(OBJECTIVE): Rewrite every line of the records below, changing each "separated by a space" to "separated by a comma" and keeping everything else the same.

(Location labeling records):
========
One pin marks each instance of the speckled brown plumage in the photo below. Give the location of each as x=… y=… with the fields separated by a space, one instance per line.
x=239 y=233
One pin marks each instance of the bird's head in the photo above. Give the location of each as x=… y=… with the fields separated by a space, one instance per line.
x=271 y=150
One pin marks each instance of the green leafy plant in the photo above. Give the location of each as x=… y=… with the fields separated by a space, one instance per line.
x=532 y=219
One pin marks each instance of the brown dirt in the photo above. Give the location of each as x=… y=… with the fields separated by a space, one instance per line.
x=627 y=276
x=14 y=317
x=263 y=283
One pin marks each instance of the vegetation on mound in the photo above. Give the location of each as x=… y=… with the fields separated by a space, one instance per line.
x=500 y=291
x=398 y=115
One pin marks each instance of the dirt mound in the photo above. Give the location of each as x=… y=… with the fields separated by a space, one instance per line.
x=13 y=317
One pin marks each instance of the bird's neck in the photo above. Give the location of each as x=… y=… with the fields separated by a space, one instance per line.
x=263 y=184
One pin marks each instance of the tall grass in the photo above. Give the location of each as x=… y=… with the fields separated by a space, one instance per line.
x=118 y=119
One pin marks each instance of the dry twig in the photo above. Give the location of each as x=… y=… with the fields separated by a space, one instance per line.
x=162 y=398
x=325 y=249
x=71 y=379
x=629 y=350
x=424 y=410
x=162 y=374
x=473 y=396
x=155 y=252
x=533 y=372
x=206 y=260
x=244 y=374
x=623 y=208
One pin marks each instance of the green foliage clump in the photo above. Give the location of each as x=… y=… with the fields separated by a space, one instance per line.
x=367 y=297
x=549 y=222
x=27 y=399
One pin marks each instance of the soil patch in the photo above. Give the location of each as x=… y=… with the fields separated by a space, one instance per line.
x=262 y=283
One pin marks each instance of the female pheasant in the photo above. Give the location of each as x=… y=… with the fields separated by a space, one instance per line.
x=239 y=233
========
(FINAL RESULT):
One pin marks each instance of the speckled brown plumage in the photo below. Give the location of each as x=… y=… with the fields separated by a comma, one instance per line.
x=239 y=233
One pin marks each instance of the bird's head in the photo above. Give the location of each as x=… y=… with the fields separated by a comma, one instance per line.
x=271 y=150
One pin marks each instance of the green leafy plant in the photo above. Give the location of each as x=… y=… with the fields separated by a comma, one instance per line.
x=532 y=219
One pin marks each instance of the brown dirt in the photo above. Give the location of each as x=… y=… with the fields separated by a comma, one instance per line.
x=627 y=276
x=14 y=317
x=263 y=283
One pin marks each instance of the vegetation on mound in the photo above. Give the location of each as x=… y=… with the fields separated by a comma, one instance per line.
x=500 y=291
x=398 y=115
One pin marks each instance of the dirt mound in the photo above. Give the location of each as x=… y=… with the fields separated by a comma, one instance per line.
x=13 y=317
One pin marks each instance of the bird's neck in the photo above. Give the location of each as x=… y=… with the fields separated by a comma, one instance per line.
x=263 y=184
One pin marks each instance of the tall grass in the photo above. Give the location of each as x=… y=… with the fields separated by a comma, one instance per line.
x=118 y=119
One pin marks each instance of the dry twig in the photo above. Give the location of each as x=… y=… with the fields separated by a comma, one instance per line.
x=162 y=398
x=325 y=249
x=71 y=379
x=629 y=350
x=424 y=410
x=162 y=374
x=473 y=396
x=155 y=252
x=533 y=372
x=206 y=260
x=244 y=374
x=623 y=208
One pin marks each instance of the green foliage clump in the photo above. Give the location of each as x=… y=… with the fields separated by a comma, one instance per line.
x=367 y=297
x=549 y=222
x=27 y=399
One pin marks each instance of the soil patch in the photo above. Give the location of each as x=… y=… with the fields separated by a comma, one instance per line.
x=262 y=283
One pin marks each instance of the female pheasant in the photo above. Give the location of each as x=… y=… with the fields separated by a comma, one instance per line.
x=239 y=233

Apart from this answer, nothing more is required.